**Text shown**
⁂

Mailman 3 [lxml-dev] Setting URL from lxml.html.fromstring, etc - lxml - The Python XML Toolkit

newer
[lxml-dev] Segfault and bus error...

[lxml-dev] Setting URL from lxml.html.fromstring, etc

older
[lxml-dev] PyUnicodeUCS2_Decode...

Ian Bicking

17 Feb 2008 17 Feb '08

11:38 p.m.

There doesn't seem to be any way to set a document's URL when parsing the document. E.g.:

...

...
...
from lxml import html tree = html.parse('http://www.python.org') tree.docinfo.URL 'http://www.python.org'

But the parse function doesn't really take any arguments, and the URL attribute is write-only. Ideally you could do fromstring('...doc...', URL='location'). (Also I'm not sure why the URL shouldn't be writable.) Ian

Show replies by date

Stefan Behnel

18 Feb 18 Feb

8:33 a.m.

Hi Ian, Ian Bicking wrote:

...

There doesn't seem to be any way to set a document's URL when parsing the document. E.g.:

...
...
...
from lxml import html tree = html.parse('http://www.python.org') tree.docinfo.URL 'http://www.python.org'

But the parse function doesn't really take any arguments, and the URL attribute is write-only. Ideally you could do fromstring('...doc...', URL='location').

All keyword arguments that you pass to the parse/fromstring functions are passed on to lxml.etree's corresponding functions. That means, you can pass the "base_url" keyword. (Maybe that should be mentioned in the docstrings).

...

Also I'm not sure why the URL shouldn't be writable.

What would be the use case? The problem that arises is that the source URL of a document would no longer be an immutable identifier of the document. If it can change, it's less valuable for caching (for example). It's a different thing if you pass a URL to the parser because it can't know where the document came from, or if you change the 'source' of a document at will. Stefan

Ian Bicking

6:04 p.m.

Stefan Behnel wrote:

...

Ian Bicking wrote:

...
There doesn't seem to be any way to set a document's URL when parsing the document. E.g.:

...
...
...
from lxml import html tree = html.parse('http://www.python.org') tree.docinfo.URL 'http://www.python.org'

But the parse function doesn't really take any arguments, and the URL attribute is write-only. Ideally you could do fromstring('...doc...', URL='location').

All keyword arguments that you pass to the parse/fromstring functions are passed on to lxml.etree's corresponding functions. That means, you can pass the "base_url" keyword. (Maybe that should be mentioned in the docstrings).

Yeah... it's hard to figure out what method is underlying these. I've added a note to the docstring and an explicit base_url argument to the functions, so you can see the presence of the parameter more easily. It does not appear that html.parse() takes a base_url argument (just as etree.parse does not). If you pass a URL or filename then I suppose that becomes the base. If you pass in a file-like object then I think it also works, if the file-like object has a geturl() method (like urllib's files do).

⁂

Rows from a pointing dataset

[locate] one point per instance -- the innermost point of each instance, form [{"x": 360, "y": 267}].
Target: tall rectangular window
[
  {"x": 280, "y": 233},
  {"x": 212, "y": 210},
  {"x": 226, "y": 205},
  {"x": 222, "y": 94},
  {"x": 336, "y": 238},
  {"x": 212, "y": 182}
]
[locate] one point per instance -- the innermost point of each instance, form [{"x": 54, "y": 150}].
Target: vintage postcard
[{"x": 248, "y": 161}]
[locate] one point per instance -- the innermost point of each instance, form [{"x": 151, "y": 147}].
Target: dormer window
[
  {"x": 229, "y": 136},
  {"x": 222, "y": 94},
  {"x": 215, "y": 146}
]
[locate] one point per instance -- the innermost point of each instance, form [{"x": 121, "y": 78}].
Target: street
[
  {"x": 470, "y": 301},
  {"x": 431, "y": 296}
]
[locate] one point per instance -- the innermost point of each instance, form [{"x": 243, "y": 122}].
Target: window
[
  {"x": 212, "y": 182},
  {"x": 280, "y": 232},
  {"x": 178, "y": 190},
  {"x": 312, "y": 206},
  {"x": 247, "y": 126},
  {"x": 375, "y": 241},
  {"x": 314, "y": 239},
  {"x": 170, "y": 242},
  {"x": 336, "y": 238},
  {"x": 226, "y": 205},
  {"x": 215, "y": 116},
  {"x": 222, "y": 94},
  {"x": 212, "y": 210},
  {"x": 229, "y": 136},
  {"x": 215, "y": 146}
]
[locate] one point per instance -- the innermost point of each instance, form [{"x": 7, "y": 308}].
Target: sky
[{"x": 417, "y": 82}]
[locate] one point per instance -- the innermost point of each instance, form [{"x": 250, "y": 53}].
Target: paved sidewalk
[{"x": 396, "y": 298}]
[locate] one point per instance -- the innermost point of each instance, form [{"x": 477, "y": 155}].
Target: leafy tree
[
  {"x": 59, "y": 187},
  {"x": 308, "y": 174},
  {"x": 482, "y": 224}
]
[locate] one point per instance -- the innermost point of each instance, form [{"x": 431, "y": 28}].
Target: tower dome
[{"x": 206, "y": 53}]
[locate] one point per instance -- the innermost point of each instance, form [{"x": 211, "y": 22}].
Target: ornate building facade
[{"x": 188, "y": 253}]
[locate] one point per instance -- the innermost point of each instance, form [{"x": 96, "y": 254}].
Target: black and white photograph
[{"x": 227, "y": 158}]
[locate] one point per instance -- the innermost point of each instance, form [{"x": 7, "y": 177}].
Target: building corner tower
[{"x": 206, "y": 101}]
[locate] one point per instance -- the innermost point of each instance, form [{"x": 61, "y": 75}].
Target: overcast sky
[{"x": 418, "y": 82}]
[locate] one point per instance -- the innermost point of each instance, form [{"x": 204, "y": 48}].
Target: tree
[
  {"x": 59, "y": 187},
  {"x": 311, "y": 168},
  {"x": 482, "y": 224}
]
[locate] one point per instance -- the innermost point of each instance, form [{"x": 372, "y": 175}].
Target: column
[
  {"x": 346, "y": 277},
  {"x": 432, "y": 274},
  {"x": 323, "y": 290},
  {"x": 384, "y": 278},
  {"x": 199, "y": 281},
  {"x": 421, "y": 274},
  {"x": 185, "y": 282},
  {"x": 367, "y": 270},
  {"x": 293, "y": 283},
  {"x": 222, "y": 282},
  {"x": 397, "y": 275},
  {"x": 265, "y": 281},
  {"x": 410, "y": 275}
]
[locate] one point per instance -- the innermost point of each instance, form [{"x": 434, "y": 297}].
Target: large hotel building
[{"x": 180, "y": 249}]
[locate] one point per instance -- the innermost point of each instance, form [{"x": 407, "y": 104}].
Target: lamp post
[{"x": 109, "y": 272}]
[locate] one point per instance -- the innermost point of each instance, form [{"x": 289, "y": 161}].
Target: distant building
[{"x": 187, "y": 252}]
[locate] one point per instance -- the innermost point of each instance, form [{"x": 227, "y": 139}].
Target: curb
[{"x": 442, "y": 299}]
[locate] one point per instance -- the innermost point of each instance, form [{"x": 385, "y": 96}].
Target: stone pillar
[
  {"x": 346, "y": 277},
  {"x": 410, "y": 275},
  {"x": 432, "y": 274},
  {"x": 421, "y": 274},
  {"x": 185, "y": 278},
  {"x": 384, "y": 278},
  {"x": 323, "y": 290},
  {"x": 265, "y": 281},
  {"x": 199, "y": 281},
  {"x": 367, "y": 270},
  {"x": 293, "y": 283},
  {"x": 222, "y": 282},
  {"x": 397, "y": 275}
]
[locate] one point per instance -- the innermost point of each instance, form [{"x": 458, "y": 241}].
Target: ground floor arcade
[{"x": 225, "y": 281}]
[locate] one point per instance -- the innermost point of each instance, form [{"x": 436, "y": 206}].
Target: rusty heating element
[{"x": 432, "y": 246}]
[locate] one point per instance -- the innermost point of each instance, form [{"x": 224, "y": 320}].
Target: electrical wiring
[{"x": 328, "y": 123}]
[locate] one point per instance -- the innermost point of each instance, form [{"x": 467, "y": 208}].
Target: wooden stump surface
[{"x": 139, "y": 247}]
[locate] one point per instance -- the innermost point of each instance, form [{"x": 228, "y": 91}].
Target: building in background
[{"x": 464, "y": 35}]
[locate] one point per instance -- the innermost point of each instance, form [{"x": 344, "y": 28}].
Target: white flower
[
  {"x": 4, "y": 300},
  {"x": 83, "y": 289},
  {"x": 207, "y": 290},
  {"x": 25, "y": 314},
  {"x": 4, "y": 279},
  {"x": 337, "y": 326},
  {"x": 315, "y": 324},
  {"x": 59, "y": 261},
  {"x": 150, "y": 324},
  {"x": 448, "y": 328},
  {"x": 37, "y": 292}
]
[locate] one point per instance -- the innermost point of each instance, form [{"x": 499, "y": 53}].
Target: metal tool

⁂

**Written exercise**
Render this sentence from the lxml mailing-list thread in Spanish: "The problem that arises is that the source URL of a document would no longer be an immutable identifier of the document."

**Solution below**
El problema que surge es que la URL de origen de un documento ya no sería un identificador inmutable del documento.